• Excerpted records:

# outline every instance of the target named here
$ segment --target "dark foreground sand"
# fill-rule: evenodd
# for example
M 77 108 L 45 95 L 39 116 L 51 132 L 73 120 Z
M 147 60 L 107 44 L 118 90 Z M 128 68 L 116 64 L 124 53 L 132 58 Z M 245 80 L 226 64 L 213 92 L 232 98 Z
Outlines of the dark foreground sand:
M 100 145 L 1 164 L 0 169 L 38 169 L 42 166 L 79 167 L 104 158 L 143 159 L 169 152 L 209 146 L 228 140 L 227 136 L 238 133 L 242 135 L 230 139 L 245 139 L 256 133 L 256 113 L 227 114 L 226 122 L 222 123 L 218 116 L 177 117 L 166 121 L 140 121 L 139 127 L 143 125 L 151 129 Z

• Challenge: Reproduce the listing above in full, line for line, without changing anything.

• Output for this exercise:
# outline every instance of the target named here
$ segment --target "dark foreground sand"
# fill-rule: evenodd
# for example
M 77 108 L 45 95 L 39 116 L 51 132 L 73 120 Z
M 147 60 L 107 44 L 118 90 Z M 128 68 L 116 64 L 124 53 L 132 58 Z M 245 80 L 226 64 L 213 92 L 232 98 Z
Outlines of the dark foreground sand:
M 100 145 L 1 164 L 0 169 L 38 169 L 42 166 L 79 167 L 104 158 L 143 159 L 169 152 L 209 146 L 228 140 L 227 136 L 238 133 L 242 135 L 230 139 L 245 139 L 256 133 L 256 113 L 227 114 L 226 122 L 222 123 L 218 116 L 177 117 L 166 121 L 140 121 L 139 127 L 143 125 L 151 129 Z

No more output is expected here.